-- Task 1 --
Repeat the part of the whispering gallery biosensor passage that opens with the words containing "The optical analog" and closes with "of Stephen Holler)".
-- Task 2 --
According to the whispering gallery biosensor passage, what was the initial glass sphere not sensitive enough to detect?
-- Task 3 --
Please pick up the passage on the whispering gallery biosensor after its last sentence and continue it.

Exploiting an odd behavior of light boosts a biosensor platform’s sensitivity by nearly 70 times, allowing it to detect a single sample of the smallest known viruses.

A peculiar behavior of light known as the “whispering gallery” mode was named after the famous circular gallery in St. Paul’s Cathedral in London, where a whisper near the wall can be heard around the gallery.

The optical analog is light rays confined inside tiny circular disks or spheres, in this case a small glass bead, resonating at a specific frequency. Even something as small as a virus landing on the sensor is enough to change the resonant frequency of the light.

Scientists at the Polytechnic Institute of New York University, Fordham University, and New York City College of Technology detected changes in frequency from viruses about the size of influenza — a relatively large virus — with their initial glass sphere. The system, however, was not sensitive enough to detect smaller viruses such as polio.


A rendering of the whispering gallery mode sensor. (Image courtesy of Stephen Holler)

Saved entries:

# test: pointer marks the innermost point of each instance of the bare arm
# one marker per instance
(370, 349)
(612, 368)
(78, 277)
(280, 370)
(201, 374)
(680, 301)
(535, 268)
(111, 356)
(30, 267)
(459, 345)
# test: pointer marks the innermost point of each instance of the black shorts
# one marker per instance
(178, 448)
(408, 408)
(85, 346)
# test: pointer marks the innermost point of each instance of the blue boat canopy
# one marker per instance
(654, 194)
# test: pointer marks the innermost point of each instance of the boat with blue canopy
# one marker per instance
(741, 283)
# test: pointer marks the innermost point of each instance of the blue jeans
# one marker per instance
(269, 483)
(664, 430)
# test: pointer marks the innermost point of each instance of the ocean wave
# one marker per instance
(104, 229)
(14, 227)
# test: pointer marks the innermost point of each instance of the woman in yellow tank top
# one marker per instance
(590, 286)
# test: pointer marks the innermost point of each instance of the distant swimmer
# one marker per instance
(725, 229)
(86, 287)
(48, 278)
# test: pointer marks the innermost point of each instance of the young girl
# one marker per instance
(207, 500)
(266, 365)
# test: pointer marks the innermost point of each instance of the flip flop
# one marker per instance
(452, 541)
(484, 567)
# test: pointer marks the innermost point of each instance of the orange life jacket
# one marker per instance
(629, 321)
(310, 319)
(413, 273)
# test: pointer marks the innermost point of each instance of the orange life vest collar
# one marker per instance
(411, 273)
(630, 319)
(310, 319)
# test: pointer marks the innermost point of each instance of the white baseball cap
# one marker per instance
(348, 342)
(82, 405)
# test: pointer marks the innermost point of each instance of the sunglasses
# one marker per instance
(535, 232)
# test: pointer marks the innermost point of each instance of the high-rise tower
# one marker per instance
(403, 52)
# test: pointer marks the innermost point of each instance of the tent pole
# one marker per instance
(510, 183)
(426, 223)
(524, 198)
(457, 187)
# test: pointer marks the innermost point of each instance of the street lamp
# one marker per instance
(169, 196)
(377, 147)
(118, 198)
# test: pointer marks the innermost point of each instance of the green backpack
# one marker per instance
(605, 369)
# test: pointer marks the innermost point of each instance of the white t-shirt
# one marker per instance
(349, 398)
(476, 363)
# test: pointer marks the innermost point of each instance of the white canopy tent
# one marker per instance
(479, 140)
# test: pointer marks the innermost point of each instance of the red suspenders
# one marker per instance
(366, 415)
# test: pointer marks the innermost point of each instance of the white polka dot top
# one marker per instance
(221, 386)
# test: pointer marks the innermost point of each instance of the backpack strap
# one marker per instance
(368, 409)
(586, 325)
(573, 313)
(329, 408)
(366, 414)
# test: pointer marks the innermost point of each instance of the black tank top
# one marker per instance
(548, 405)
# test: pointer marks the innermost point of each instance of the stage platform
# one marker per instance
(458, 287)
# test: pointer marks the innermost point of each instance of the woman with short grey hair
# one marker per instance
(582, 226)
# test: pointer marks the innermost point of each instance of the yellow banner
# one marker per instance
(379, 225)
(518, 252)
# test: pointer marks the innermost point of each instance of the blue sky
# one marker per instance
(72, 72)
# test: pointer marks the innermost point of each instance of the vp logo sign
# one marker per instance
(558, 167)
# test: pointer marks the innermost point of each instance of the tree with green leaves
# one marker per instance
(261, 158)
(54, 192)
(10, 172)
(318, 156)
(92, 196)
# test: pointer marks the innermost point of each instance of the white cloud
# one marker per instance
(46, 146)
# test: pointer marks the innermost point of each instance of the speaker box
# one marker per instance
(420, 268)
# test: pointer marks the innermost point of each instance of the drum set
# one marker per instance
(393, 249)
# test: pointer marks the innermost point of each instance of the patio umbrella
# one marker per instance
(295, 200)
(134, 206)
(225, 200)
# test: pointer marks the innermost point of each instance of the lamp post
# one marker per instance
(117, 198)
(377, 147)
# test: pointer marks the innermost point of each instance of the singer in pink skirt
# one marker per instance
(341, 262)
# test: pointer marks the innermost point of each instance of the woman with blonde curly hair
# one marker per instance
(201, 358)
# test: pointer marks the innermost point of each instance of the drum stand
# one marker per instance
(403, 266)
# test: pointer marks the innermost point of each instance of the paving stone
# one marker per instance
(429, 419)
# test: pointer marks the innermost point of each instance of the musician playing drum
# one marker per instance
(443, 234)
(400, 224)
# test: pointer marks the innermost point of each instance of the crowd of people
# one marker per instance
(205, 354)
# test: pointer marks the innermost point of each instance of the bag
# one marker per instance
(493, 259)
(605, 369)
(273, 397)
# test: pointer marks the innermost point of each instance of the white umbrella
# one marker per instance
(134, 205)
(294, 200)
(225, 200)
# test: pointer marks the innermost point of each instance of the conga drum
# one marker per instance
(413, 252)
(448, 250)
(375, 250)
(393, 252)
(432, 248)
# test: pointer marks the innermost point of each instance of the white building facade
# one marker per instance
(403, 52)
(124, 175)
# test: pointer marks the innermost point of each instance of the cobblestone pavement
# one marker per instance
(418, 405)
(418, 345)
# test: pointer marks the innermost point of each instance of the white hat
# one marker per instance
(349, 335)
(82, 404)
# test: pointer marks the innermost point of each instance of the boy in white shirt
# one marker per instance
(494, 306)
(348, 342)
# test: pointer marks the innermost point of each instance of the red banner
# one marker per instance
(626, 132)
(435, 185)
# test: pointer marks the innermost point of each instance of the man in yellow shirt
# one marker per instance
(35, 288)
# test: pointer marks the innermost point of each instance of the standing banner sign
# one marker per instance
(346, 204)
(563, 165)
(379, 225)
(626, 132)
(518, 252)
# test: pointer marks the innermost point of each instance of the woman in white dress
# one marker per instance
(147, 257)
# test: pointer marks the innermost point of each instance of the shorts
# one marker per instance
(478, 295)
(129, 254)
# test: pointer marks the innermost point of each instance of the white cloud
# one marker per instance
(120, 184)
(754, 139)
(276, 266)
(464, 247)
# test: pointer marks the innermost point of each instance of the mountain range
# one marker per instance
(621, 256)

-- Expected output 1 --
The optical analog is light rays confined inside tiny circular disks or spheres, in this case a small glass bead, resonating at a specific frequency. Even something as small as a virus landing on the sensor is enough to change the resonant frequency of the light.

Scientists at the Polytechnic Institute of New York University, Fordham University, and New York City College of Technology detected changes in frequency from viruses about the size of influenza — a relatively large virus — with their initial glass sphere. The system, however, was not sensitive enough to detect smaller viruses such as polio.


A rendering of the whispering gallery mode sensor. (Image courtesy of Stephen Holler)

-- Expected output 2 --
Smaller viruses such as polio.

-- Expected output 3 --
By adding gold nanospheres to the glass bead’s surface, they created plasmonic “hot spots” and increased the device’s sensitivity nearly seventyfold. Then the hybrid sensor not only detected the presence of the MS2 virus — the current lightweight in the world of RNA viruses — but it also determined its weight by measuring the precise frequency change of the light.

“Having achieved a detection limit below all known virus particle sizes means that medical diagnostic technology may soon be capable of rapidly detecting the presence of a single virion in blood or saliva – including common viruses such as influenza, HIV, Hepatitis and West Nile," said Fordham University assistant physics professor Stephen Holler, PhD, an author of the study.

The researchers envision doctors performing diagnostic tests during office visits and “getting results in minutes, not the days necessary for current blood tests,” he said.

“In addition, this sensor platform can serve as a sensitive device for monitoring for the presence of other biological and nonbiological targets for medical and security applications,” Holler said.

The results appeared in Applied Physics Letters.